::: Metin bölümü

(c) Bu yazının her türlü telif hakkı şairin kendisine ve/veya temsilcilerine aittir. Yazının izin alınmadan kopyalanması ve kullanılması 5846 sayılı Fikir ve Sanat Eserleri Yasasına göre suçtur.
Değerli hocam, Yazı o kadar gerçekçi ve o kadar akıcı olmuş ki bir çırpıda severek okudum. Evet malesef bu bilgisayar ve sosyal medya yüzünden son zamanlarda birçok yuvalar yıkılmakta. Duyarlı kaleminizle hissederek yazdığınız için tebrik ediyorum. Sağlık ile esen kalınız.
Yorumları yazdığını okuyunca bazen yazdığım şiirlerin yorumları aklıma geldi. Şiir yazıyorum o şiirdeki yazılanlara bana yorumluyorlar: İnşallah kavuşursunuz,veya Allah sabırlar versin size (bana) gibi aklıma gelenler. Olur böyle vakalar okuyucu yakalar... Tebrik ederim saygılarımla.
Yanlış anlaşıldım galiba, usta... Bu hikayenize yapılan yorumları ve sizin karşı-yorumlarınızı düşünerek böyle yazdım... Şöyle ki; Sicim adlı hikayenin kahramanı, birgün kasabanın meydanında, yerde gördüğü ipi eğilip alır... O günlerde de biri cüzdanını kaybeder... Kahramanımızı sevmeyen biri, cüzdanı onun bulduğunu, yerden alıp cebine attığını gördüğünü söyler... Mahkemelik olur...Sonunda beraat eder, ama kasabalı bir kere durumu böyle kabul etmiştir... Kahramanımız sonunda bu dertten hasta olur... Yatağa düşer ve son nefesinde bile "Bir ip, sayın hakim... Sadece bir ip..." diye sayıklar...
Siz böyle yazınca vikipedi de Guy de Maupassant'ı bulup okudum... eserlerinin adları Fransızca verilmiş, verdiğiniz eserin adını göremedim... kısa öykü yazarıymış, mümkün olsa bir iki eserini okumak isterdim... güzel yorumunuza teşekkür ederim...saygılar
Ben de can' a ve diğer yorumculara katılıyorum. Sizi tanıyan herkes bilir zaten o karakterin siz olmadığını. Fakat biz yazabilen insanların en büyük korkusu yanlış anlaşılmak olduğu sürece kalemimiz hep korkak kalacak. Hepimiz yaşıyoruz bunu. En büyük eksiğimiz de bu zaten. Ben yeni yeni yenmeye çalışıyorum o korkuları. Biz yazdığımız her olayı yaşamıyoruz. Gözlemliyoruz. Yazar olmanın şartlarından biri budur. Görülmesi gerekeni görmek ve onu ifade etmek. Hayal gücünüz her zamanki gibi mükemmel ustam. Maalesef çok doğru hikayedekiler. Bilgisayar her yere, her bilgiye ulaştırıyor insanları ama bir o kadar da kayıplara sebep oluyor doğru kullanılmazsa. Özellikle biz bayanların çok dikkatli kullanması gereken bir nesne. Yoksa hikayedeki gibi mutsuzluğa yol açabilir. Yerinde uyarılar içeren bir paylaşımdı. Teşekkürler Kemal Bey. Saygılar efendim.

::::::
::: Veri satırları

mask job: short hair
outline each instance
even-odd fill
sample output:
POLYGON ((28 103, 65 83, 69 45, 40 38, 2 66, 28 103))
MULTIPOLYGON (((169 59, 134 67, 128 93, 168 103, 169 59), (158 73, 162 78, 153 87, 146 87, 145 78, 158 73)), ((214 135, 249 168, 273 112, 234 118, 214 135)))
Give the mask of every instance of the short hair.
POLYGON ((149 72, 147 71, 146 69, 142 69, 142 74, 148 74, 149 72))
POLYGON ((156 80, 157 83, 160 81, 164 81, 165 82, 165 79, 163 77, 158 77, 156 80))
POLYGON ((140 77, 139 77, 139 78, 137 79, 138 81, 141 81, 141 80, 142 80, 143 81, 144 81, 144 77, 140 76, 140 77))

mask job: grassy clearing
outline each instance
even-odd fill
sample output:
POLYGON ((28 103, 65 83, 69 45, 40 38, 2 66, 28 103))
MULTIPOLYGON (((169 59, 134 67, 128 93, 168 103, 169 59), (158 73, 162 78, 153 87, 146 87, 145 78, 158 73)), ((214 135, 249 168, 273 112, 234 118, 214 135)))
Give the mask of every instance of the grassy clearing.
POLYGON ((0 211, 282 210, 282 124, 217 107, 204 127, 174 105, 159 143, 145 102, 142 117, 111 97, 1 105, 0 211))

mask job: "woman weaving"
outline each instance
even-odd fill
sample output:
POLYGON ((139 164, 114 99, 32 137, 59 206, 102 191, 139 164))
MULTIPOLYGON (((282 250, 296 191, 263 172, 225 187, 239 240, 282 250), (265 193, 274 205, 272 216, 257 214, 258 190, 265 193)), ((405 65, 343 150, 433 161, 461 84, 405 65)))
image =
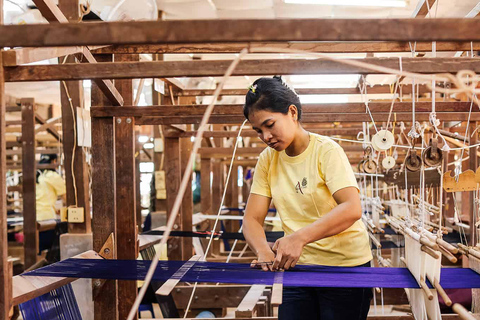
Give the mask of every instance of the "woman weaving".
MULTIPOLYGON (((252 266, 370 266, 358 186, 343 149, 302 127, 299 97, 280 77, 253 83, 244 114, 268 145, 255 168, 243 224, 257 254, 252 266), (263 229, 271 201, 285 232, 272 248, 263 229)), ((279 320, 366 319, 371 297, 369 288, 287 287, 279 320)))

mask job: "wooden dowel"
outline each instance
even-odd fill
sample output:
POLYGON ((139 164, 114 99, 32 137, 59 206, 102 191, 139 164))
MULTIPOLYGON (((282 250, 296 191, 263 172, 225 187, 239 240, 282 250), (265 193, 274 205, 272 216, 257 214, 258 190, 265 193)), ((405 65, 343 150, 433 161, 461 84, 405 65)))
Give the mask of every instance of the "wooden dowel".
POLYGON ((433 241, 430 241, 427 237, 425 236, 420 236, 420 243, 423 244, 424 246, 429 247, 432 250, 438 251, 438 244, 436 244, 433 241))
POLYGON ((375 244, 375 246, 379 249, 382 248, 382 245, 380 244, 380 241, 378 241, 377 238, 375 238, 375 236, 373 234, 371 234, 370 232, 368 233, 368 235, 370 236, 370 239, 372 239, 372 242, 375 244))
POLYGON ((420 278, 420 288, 422 288, 423 292, 427 295, 428 300, 433 300, 433 293, 430 288, 427 286, 425 279, 420 278))
POLYGON ((438 259, 440 257, 435 251, 433 251, 427 246, 421 246, 420 250, 431 256, 433 259, 438 259))
POLYGON ((195 255, 190 258, 187 262, 185 262, 173 275, 163 283, 163 285, 158 288, 155 294, 159 294, 162 296, 168 296, 170 292, 172 292, 173 288, 180 282, 182 277, 190 270, 191 267, 197 262, 202 256, 195 255))
POLYGON ((480 259, 480 252, 476 251, 476 250, 473 250, 469 247, 467 247, 466 245, 463 245, 461 243, 457 243, 458 247, 463 249, 464 251, 467 252, 467 254, 471 254, 472 256, 474 256, 475 258, 477 259, 480 259))
POLYGON ((461 304, 459 303, 455 303, 453 306, 452 306, 452 310, 458 314, 458 316, 462 319, 462 320, 476 320, 476 318, 470 313, 468 312, 467 309, 465 309, 464 306, 462 306, 461 304))
POLYGON ((440 249, 440 252, 451 262, 451 263, 457 263, 457 258, 450 253, 450 251, 448 251, 447 249, 445 249, 444 247, 442 246, 438 246, 438 248, 440 249))
POLYGON ((453 254, 457 254, 458 253, 458 248, 456 248, 455 246, 453 246, 452 244, 448 243, 447 241, 443 240, 443 239, 440 239, 440 238, 437 238, 437 241, 436 241, 439 245, 441 245, 442 247, 444 247, 445 249, 447 249, 448 251, 450 251, 451 253, 453 254))
POLYGON ((274 283, 272 288, 272 306, 279 306, 282 304, 283 283, 274 283))
POLYGON ((435 281, 433 281, 433 286, 435 287, 435 289, 437 289, 437 292, 438 294, 442 297, 443 301, 445 302, 445 304, 450 307, 452 305, 452 300, 448 297, 447 293, 445 292, 445 290, 443 290, 442 286, 440 285, 440 282, 438 281, 438 279, 435 279, 435 281))

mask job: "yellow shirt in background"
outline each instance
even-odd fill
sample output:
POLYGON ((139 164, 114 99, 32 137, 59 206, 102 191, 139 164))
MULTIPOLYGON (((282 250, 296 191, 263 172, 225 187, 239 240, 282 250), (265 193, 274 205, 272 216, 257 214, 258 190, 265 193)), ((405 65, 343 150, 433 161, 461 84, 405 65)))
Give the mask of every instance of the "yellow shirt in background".
MULTIPOLYGON (((346 187, 358 189, 342 147, 310 133, 307 149, 298 156, 266 148, 255 167, 250 192, 273 199, 283 231, 290 235, 330 212, 337 205, 332 194, 346 187)), ((359 219, 335 236, 307 244, 299 263, 351 267, 370 260, 367 230, 359 219)))
POLYGON ((55 219, 55 202, 66 193, 65 181, 57 172, 45 170, 36 189, 37 221, 55 219))

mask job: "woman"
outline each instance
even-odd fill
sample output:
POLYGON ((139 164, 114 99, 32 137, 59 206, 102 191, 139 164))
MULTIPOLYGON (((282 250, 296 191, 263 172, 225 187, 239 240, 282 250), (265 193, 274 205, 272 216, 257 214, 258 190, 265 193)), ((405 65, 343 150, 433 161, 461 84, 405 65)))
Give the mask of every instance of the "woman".
MULTIPOLYGON (((252 266, 370 266, 358 186, 343 149, 302 127, 300 100, 280 77, 253 83, 244 114, 268 145, 255 168, 243 224, 257 254, 252 266), (271 201, 285 232, 272 248, 263 229, 271 201)), ((287 287, 279 320, 366 319, 371 297, 369 288, 287 287)))

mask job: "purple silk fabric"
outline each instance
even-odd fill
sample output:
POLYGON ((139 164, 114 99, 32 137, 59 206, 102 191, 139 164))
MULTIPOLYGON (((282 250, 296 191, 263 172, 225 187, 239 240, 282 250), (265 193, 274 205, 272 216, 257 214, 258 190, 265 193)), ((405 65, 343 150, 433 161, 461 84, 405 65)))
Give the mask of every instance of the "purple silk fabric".
MULTIPOLYGON (((166 281, 185 261, 159 261, 154 280, 166 281)), ((150 261, 67 259, 24 275, 143 280, 150 261)), ((441 285, 445 289, 480 288, 480 275, 470 269, 443 268, 441 285)), ((274 282, 275 272, 252 269, 248 264, 196 262, 182 277, 188 282, 266 284, 274 282)), ((285 271, 284 286, 303 287, 379 287, 418 288, 406 268, 325 267, 298 265, 285 271)))

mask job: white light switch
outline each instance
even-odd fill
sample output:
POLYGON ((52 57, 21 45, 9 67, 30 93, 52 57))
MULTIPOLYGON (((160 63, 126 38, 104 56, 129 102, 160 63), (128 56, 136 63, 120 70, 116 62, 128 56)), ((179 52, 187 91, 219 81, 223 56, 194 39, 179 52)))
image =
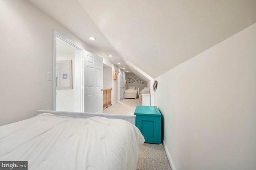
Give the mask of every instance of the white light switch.
POLYGON ((51 72, 47 72, 47 80, 52 80, 52 73, 51 72))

::::::

▶ **Yapılacak iş**:
Metin bölümünde "(c) Bu yazının" sözleriyle başlayıp "ile esen kalınız." sözlerine kadar uzanan kısmın tamamını kelimesi kelimesine aktarın. Kayıtların bu işle hiçbir ilgisi yoktur.

▶ **Alıştırma yanıtı**:
(c) Bu yazının her türlü telif hakkı şairin kendisine ve/veya temsilcilerine aittir. Yazının izin alınmadan kopyalanması ve kullanılması 5846 sayılı Fikir ve Sanat Eserleri Yasasına göre suçtur.
Değerli hocam, Yazı o kadar gerçekçi ve o kadar akıcı olmuş ki bir çırpıda severek okudum. Evet malesef bu bilgisayar ve sosyal medya yüzünden son zamanlarda birçok yuvalar yıkılmakta. Duyarlı kaleminizle hissederek yazdığınız için tebrik ediyorum. Sağlık ile esen kalınız.